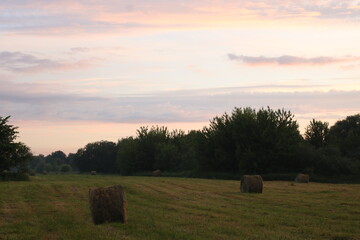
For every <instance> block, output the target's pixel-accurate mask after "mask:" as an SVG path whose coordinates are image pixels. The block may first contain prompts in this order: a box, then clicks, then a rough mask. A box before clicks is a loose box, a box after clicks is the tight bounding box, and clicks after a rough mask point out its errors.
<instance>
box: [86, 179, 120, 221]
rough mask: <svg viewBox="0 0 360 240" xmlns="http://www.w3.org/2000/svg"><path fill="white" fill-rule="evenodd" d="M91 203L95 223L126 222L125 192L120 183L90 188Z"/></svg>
mask: <svg viewBox="0 0 360 240" xmlns="http://www.w3.org/2000/svg"><path fill="white" fill-rule="evenodd" d="M89 204H90V210H91V216H92V220H93V222H94V223H95V224H101V223H105V222H121V223H125V222H126V209H125V207H126V206H125V205H126V202H125V192H124V189H123V187H122V186H120V185H115V186H111V187H107V188H97V189H89Z"/></svg>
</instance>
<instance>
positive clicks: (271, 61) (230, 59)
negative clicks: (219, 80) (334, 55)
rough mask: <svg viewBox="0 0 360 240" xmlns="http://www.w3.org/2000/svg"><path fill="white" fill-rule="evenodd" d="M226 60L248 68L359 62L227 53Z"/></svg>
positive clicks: (355, 59) (358, 60) (359, 59)
mask: <svg viewBox="0 0 360 240" xmlns="http://www.w3.org/2000/svg"><path fill="white" fill-rule="evenodd" d="M228 58H229V59H230V60H232V61H239V62H242V63H244V64H246V65H250V66H263V65H282V66H295V65H307V66H319V65H328V64H335V63H344V62H355V61H359V60H360V58H359V57H352V56H348V57H343V58H335V57H323V56H320V57H312V58H305V57H297V56H290V55H282V56H279V57H264V56H258V57H253V56H246V55H236V54H232V53H229V54H228Z"/></svg>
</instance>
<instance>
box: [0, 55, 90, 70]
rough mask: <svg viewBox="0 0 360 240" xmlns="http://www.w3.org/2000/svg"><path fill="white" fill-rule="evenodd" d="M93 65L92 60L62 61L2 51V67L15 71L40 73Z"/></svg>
mask: <svg viewBox="0 0 360 240" xmlns="http://www.w3.org/2000/svg"><path fill="white" fill-rule="evenodd" d="M92 65H93V61H91V60H79V61H71V62H70V61H61V60H53V59H48V58H39V57H37V56H34V55H31V54H27V53H22V52H6V51H5V52H0V69H2V70H5V71H7V72H13V73H38V72H46V71H64V70H65V71H67V70H76V69H83V68H87V67H90V66H92Z"/></svg>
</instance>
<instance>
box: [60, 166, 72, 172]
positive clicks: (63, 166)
mask: <svg viewBox="0 0 360 240" xmlns="http://www.w3.org/2000/svg"><path fill="white" fill-rule="evenodd" d="M60 171H61V172H62V173H65V172H70V171H71V166H70V165H69V164H63V165H62V166H61V167H60Z"/></svg>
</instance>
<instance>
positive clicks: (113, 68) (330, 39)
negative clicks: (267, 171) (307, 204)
mask: <svg viewBox="0 0 360 240" xmlns="http://www.w3.org/2000/svg"><path fill="white" fill-rule="evenodd" d="M0 9H1V10H2V11H1V12H2V14H1V17H0V21H1V23H2V24H1V26H0V38H1V42H2V44H1V47H0V86H1V88H0V116H2V117H6V116H8V115H10V116H11V118H10V120H9V121H10V124H12V125H15V126H18V127H19V129H18V131H19V134H18V136H19V138H18V140H19V141H22V142H24V143H25V144H26V145H27V146H29V147H30V148H31V149H32V152H33V153H34V154H35V155H38V154H44V155H47V154H49V153H51V152H54V151H57V150H61V151H63V152H65V153H67V154H68V153H70V152H76V151H77V149H79V148H82V147H84V146H85V145H86V144H87V143H90V142H95V141H101V140H108V141H115V142H116V141H117V140H118V139H121V138H124V137H127V136H135V134H136V130H137V129H139V128H140V126H152V125H159V126H167V127H168V128H169V129H182V130H184V131H188V130H192V129H193V130H197V129H201V128H202V127H204V126H207V125H208V123H209V120H211V119H212V118H213V117H215V116H220V115H222V114H223V113H225V112H227V113H230V112H231V111H232V110H233V109H234V107H252V108H255V109H259V108H261V107H267V106H269V107H270V108H273V109H278V108H284V109H285V110H290V111H291V113H292V114H294V115H295V119H296V120H297V121H298V123H299V125H300V127H299V130H300V132H301V133H303V131H304V129H305V127H306V126H307V125H308V124H309V122H310V121H311V120H312V119H316V120H321V121H326V122H329V126H332V125H333V124H334V123H335V122H336V121H338V120H342V119H345V118H346V117H347V116H350V115H354V114H357V113H359V112H360V109H359V104H358V103H359V102H360V81H359V80H360V44H359V42H360V31H359V24H360V18H359V16H360V2H359V1H358V0H345V1H341V2H338V1H335V0H326V1H299V0H286V1H276V0H266V1H250V0H244V1H240V2H239V1H233V0H230V1H229V0H227V1H215V2H214V1H207V0H196V1H182V2H173V1H166V0H153V1H143V0H135V1H132V2H131V3H128V2H122V1H120V2H119V1H107V2H105V3H104V2H102V1H98V0H95V1H91V2H88V1H84V0H77V1H72V2H71V3H70V2H69V1H66V0H56V1H51V2H49V1H45V0H39V1H36V2H34V1H30V0H22V1H2V2H1V3H0Z"/></svg>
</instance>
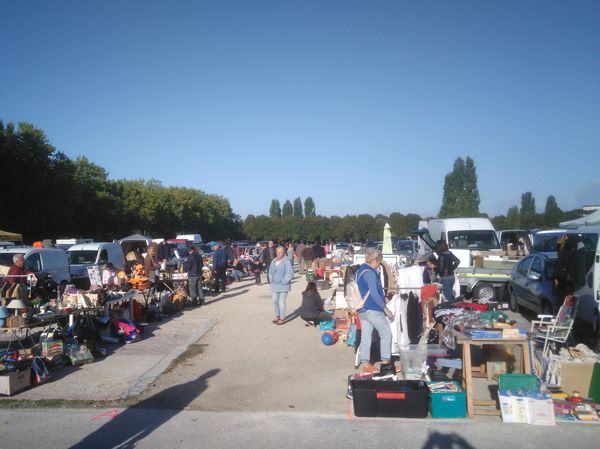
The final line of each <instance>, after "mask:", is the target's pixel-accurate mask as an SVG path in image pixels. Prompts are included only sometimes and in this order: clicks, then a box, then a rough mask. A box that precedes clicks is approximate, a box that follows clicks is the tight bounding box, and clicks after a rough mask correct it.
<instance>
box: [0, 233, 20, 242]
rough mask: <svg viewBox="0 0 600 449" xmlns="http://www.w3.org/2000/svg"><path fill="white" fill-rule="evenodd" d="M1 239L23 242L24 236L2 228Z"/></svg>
mask: <svg viewBox="0 0 600 449" xmlns="http://www.w3.org/2000/svg"><path fill="white" fill-rule="evenodd" d="M0 240H5V241H9V242H19V243H23V236H22V235H21V234H16V233H14V232H8V231H1V230H0Z"/></svg>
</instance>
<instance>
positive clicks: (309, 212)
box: [304, 196, 317, 218]
mask: <svg viewBox="0 0 600 449" xmlns="http://www.w3.org/2000/svg"><path fill="white" fill-rule="evenodd" d="M304 216H305V217H306V218H314V217H316V216H317V213H316V211H315V202H314V201H313V199H312V198H311V197H310V196H309V197H307V198H306V199H305V200H304Z"/></svg>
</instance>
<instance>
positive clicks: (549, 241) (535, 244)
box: [533, 232, 564, 253]
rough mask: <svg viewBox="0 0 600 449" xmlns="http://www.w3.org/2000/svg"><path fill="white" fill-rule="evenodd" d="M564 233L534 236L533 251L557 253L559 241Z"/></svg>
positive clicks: (549, 233) (536, 234) (548, 234)
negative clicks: (558, 240) (557, 247)
mask: <svg viewBox="0 0 600 449" xmlns="http://www.w3.org/2000/svg"><path fill="white" fill-rule="evenodd" d="M562 235H564V232H558V233H547V234H536V235H534V236H533V251H534V252H538V253H555V252H556V245H557V243H558V239H559V238H560V237H561V236H562Z"/></svg>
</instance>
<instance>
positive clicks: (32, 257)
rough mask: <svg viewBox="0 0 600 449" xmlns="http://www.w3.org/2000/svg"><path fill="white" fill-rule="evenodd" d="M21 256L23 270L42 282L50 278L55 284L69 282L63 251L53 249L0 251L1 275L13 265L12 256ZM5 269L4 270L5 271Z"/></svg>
mask: <svg viewBox="0 0 600 449" xmlns="http://www.w3.org/2000/svg"><path fill="white" fill-rule="evenodd" d="M15 254H23V256H24V257H25V266H24V268H25V270H26V271H31V272H32V273H34V274H35V276H36V277H37V278H38V282H44V281H45V280H46V279H48V278H52V280H53V281H54V282H56V283H57V284H62V285H66V284H68V283H69V282H71V275H70V273H69V261H68V260H67V256H66V255H65V253H64V251H62V250H60V249H54V248H22V247H15V248H8V249H2V250H0V266H1V267H0V268H1V269H2V272H3V274H5V273H4V272H5V271H8V268H7V267H9V268H10V266H11V265H12V264H13V256H14V255H15ZM5 269H6V270H5Z"/></svg>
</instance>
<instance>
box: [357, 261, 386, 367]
mask: <svg viewBox="0 0 600 449" xmlns="http://www.w3.org/2000/svg"><path fill="white" fill-rule="evenodd" d="M382 261H383V256H382V255H381V251H378V250H375V249H370V250H368V251H367V253H366V254H365V263H363V264H362V265H361V266H360V267H359V269H358V271H357V272H356V283H357V285H358V290H359V292H360V296H361V297H362V298H363V300H364V304H363V306H362V307H361V308H360V309H358V310H357V312H358V317H359V318H360V325H361V327H362V335H361V341H360V347H359V360H360V363H361V364H364V366H363V368H362V371H363V372H365V373H373V374H374V373H376V372H378V369H377V368H376V367H375V366H373V365H372V364H371V340H372V337H373V329H377V332H379V337H380V339H381V341H380V349H379V351H380V353H381V363H382V365H383V364H389V363H390V361H391V352H392V330H391V329H390V324H389V321H388V318H389V320H393V319H394V314H393V313H392V311H391V310H389V309H388V308H387V307H386V302H385V297H384V294H383V286H382V285H381V276H380V275H379V267H380V266H381V263H382Z"/></svg>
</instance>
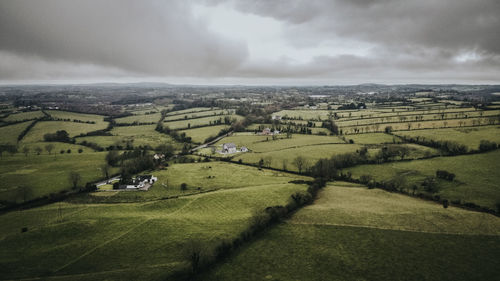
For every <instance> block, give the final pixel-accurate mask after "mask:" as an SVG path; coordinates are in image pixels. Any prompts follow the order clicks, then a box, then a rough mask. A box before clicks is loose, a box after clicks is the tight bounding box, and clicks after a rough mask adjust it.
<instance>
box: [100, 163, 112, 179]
mask: <svg viewBox="0 0 500 281" xmlns="http://www.w3.org/2000/svg"><path fill="white" fill-rule="evenodd" d="M109 169H110V167H109V165H108V164H103V165H102V166H101V172H102V175H103V176H104V177H105V178H106V179H109Z"/></svg>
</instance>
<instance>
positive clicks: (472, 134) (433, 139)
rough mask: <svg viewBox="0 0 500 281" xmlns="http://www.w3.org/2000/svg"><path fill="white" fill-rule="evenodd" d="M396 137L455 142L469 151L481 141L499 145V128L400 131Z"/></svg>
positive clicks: (474, 148) (481, 128) (484, 126)
mask: <svg viewBox="0 0 500 281" xmlns="http://www.w3.org/2000/svg"><path fill="white" fill-rule="evenodd" d="M396 135H398V136H407V137H413V138H415V137H417V136H419V137H421V138H425V139H426V140H430V139H432V140H436V141H455V142H458V143H461V144H464V145H466V146H468V147H469V148H471V149H478V148H479V142H480V141H481V140H489V141H492V142H496V143H500V126H498V125H494V126H484V127H476V128H449V129H435V130H418V131H401V132H397V133H396Z"/></svg>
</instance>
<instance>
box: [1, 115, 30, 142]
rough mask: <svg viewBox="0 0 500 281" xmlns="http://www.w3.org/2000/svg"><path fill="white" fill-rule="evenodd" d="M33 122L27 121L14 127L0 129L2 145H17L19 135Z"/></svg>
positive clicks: (11, 126)
mask: <svg viewBox="0 0 500 281" xmlns="http://www.w3.org/2000/svg"><path fill="white" fill-rule="evenodd" d="M32 122H33V121H26V122H22V123H17V124H13V125H7V126H4V127H0V144H13V145H15V144H16V143H17V140H18V137H19V135H20V134H21V133H22V132H23V131H24V130H25V129H26V128H27V127H28V126H29V125H30V124H31V123H32Z"/></svg>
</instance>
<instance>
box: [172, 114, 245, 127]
mask: <svg viewBox="0 0 500 281" xmlns="http://www.w3.org/2000/svg"><path fill="white" fill-rule="evenodd" d="M225 117H229V118H230V119H231V120H232V119H236V120H241V119H243V117H241V116H239V115H234V114H233V115H217V116H209V117H203V118H196V119H188V120H181V121H171V122H164V123H163V125H164V126H168V127H169V128H170V129H175V130H176V129H187V128H189V127H197V126H206V125H216V124H217V123H216V122H218V121H219V120H220V122H221V124H224V118H225Z"/></svg>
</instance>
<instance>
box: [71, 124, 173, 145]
mask: <svg viewBox="0 0 500 281" xmlns="http://www.w3.org/2000/svg"><path fill="white" fill-rule="evenodd" d="M155 128H156V125H139V126H118V127H114V128H113V129H112V130H111V134H113V135H112V136H90V137H79V138H77V139H76V142H77V143H81V142H83V141H87V142H93V143H97V144H98V145H99V146H101V147H104V148H105V147H109V146H113V145H121V146H123V147H126V146H127V144H130V145H131V146H133V147H136V146H145V145H149V146H151V147H153V148H156V147H157V146H159V145H160V144H172V145H174V146H175V147H177V146H178V144H177V142H175V141H174V140H173V139H172V138H171V137H170V136H169V135H166V134H162V133H159V132H157V131H156V130H155Z"/></svg>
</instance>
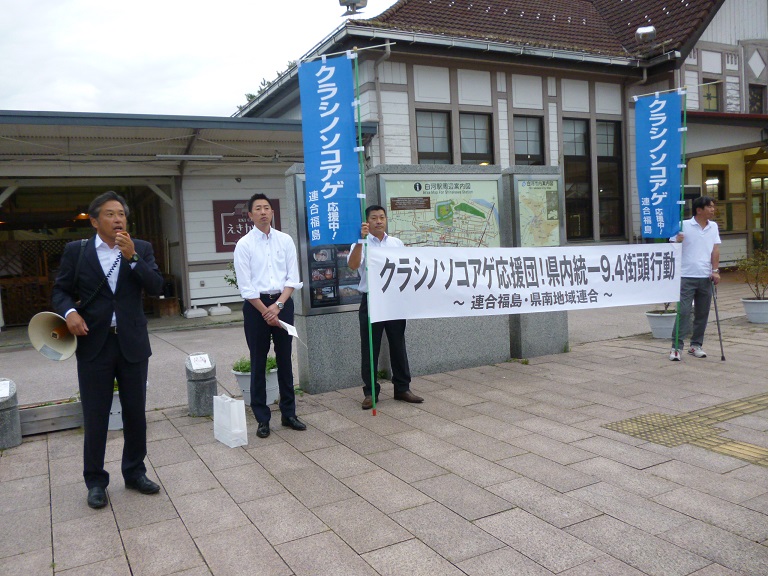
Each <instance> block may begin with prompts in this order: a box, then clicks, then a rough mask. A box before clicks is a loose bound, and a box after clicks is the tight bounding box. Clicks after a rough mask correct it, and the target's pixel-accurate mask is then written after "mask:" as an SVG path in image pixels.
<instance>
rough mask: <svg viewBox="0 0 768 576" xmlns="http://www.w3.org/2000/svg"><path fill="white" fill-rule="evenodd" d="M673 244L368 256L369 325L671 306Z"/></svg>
mask: <svg viewBox="0 0 768 576" xmlns="http://www.w3.org/2000/svg"><path fill="white" fill-rule="evenodd" d="M680 255H681V245H680V244H672V243H668V244H632V245H616V246H582V247H550V248H451V249H446V248H405V249H403V248H400V249H396V248H394V249H393V248H380V247H379V248H374V249H369V251H368V283H369V286H370V293H369V310H370V315H371V321H372V322H381V321H383V320H395V319H401V318H402V319H407V320H410V319H414V318H444V317H455V316H488V315H495V314H526V313H533V312H559V311H563V310H583V309H587V308H605V307H610V306H627V305H633V304H650V303H658V302H676V301H677V300H678V299H679V295H680V266H679V263H680Z"/></svg>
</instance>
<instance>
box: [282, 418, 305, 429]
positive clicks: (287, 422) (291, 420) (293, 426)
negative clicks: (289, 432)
mask: <svg viewBox="0 0 768 576" xmlns="http://www.w3.org/2000/svg"><path fill="white" fill-rule="evenodd" d="M280 423H281V424H282V425H283V426H287V427H288V428H293V429H294V430H306V429H307V425H306V424H304V422H302V421H301V420H299V419H298V418H296V416H283V418H282V419H281V420H280Z"/></svg>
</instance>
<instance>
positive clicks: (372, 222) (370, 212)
mask: <svg viewBox="0 0 768 576" xmlns="http://www.w3.org/2000/svg"><path fill="white" fill-rule="evenodd" d="M365 218H366V220H367V221H366V222H363V225H362V227H361V233H360V235H361V237H362V238H365V239H367V241H368V249H369V250H371V249H374V250H375V249H376V247H378V246H383V247H385V248H403V247H405V245H404V244H403V243H402V242H401V241H400V240H399V239H397V238H394V237H392V236H389V235H387V213H386V211H385V210H384V208H383V207H382V206H377V205H373V206H368V208H366V210H365ZM364 263H365V254H364V252H363V245H362V244H361V243H359V242H358V243H357V244H352V246H351V247H350V250H349V255H348V256H347V265H348V266H349V267H350V268H351V269H352V270H357V269H358V268H361V267H362V273H361V274H360V285H359V286H358V290H359V291H360V292H362V293H363V300H362V302H361V303H360V311H359V313H358V318H359V321H360V354H361V364H360V373H361V375H362V377H363V395H364V396H365V397H364V399H363V404H362V406H363V410H370V409H371V408H372V407H373V397H372V394H373V390H372V387H371V363H370V349H369V348H368V296H367V293H368V277H367V275H366V272H365V266H364ZM371 331H372V333H373V373H374V377H375V375H376V372H377V371H378V362H379V352H380V351H381V336H382V333H383V332H384V331H386V333H387V341H388V342H389V361H390V364H391V366H392V384H393V385H394V387H395V400H401V401H403V402H413V403H419V402H423V401H424V398H420V397H419V396H416V395H415V394H414V393H413V392H411V390H410V384H411V371H410V368H409V367H408V354H407V352H406V350H405V320H386V321H384V322H374V323H373V324H371ZM375 386H376V402H377V403H378V400H379V392H380V391H381V386H380V385H379V383H378V382H376V383H375Z"/></svg>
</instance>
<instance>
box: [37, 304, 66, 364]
mask: <svg viewBox="0 0 768 576" xmlns="http://www.w3.org/2000/svg"><path fill="white" fill-rule="evenodd" d="M27 333H28V334H29V341H30V342H31V343H32V346H34V348H35V350H37V351H38V352H40V354H42V355H43V356H45V357H46V358H50V359H51V360H66V359H67V358H69V357H70V356H72V354H74V353H75V350H77V338H76V337H75V335H74V334H72V333H71V332H70V331H69V328H67V321H66V320H64V318H62V317H61V316H59V315H58V314H55V313H53V312H40V313H38V314H35V315H34V316H33V317H32V320H30V321H29V326H28V327H27Z"/></svg>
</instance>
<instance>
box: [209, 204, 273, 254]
mask: <svg viewBox="0 0 768 576" xmlns="http://www.w3.org/2000/svg"><path fill="white" fill-rule="evenodd" d="M269 201H270V203H271V204H272V211H273V212H274V218H273V220H272V227H273V228H275V229H277V230H280V201H279V200H273V199H271V198H270V200H269ZM213 228H214V231H215V234H216V252H234V251H235V244H237V241H238V240H240V238H242V237H243V236H245V235H246V234H248V232H249V231H250V230H251V228H253V222H252V221H251V219H250V218H248V200H213Z"/></svg>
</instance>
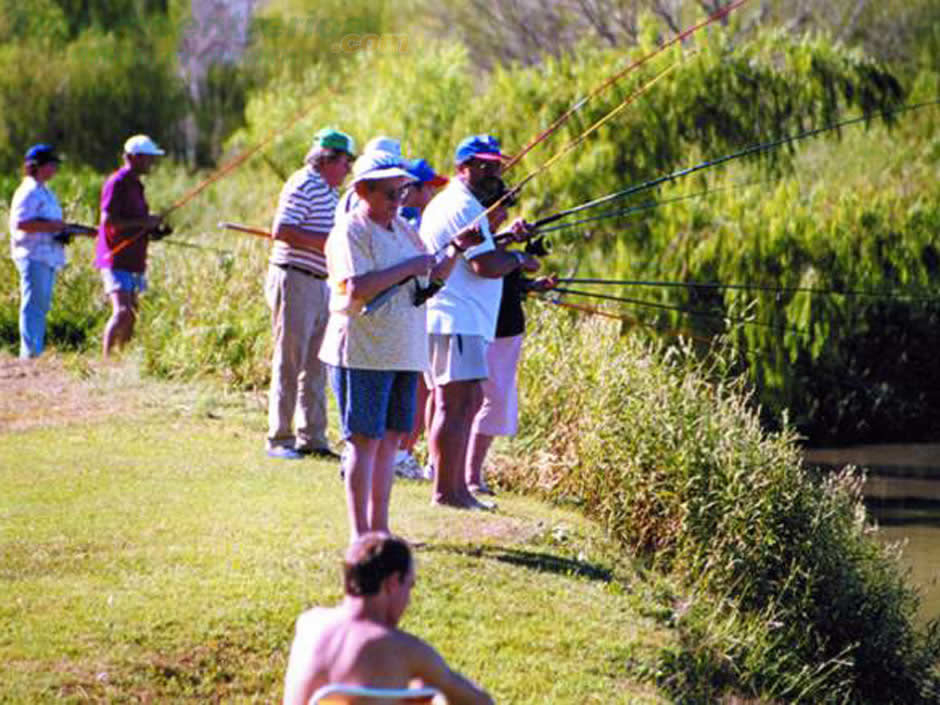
____
▶ **Instructions to follow**: Rewrite as a numbered list the lines from the one containing "233L534 236L533 251L557" through the one containing "positive clicks: (549, 233)", including both and omitting any blank lines.

▶ **Task output**:
1. rough mask: <svg viewBox="0 0 600 449" xmlns="http://www.w3.org/2000/svg"><path fill="white" fill-rule="evenodd" d="M564 233L534 236L533 251L557 253L559 241Z"/></svg>
2. positive clicks: (549, 233) (536, 234) (548, 234)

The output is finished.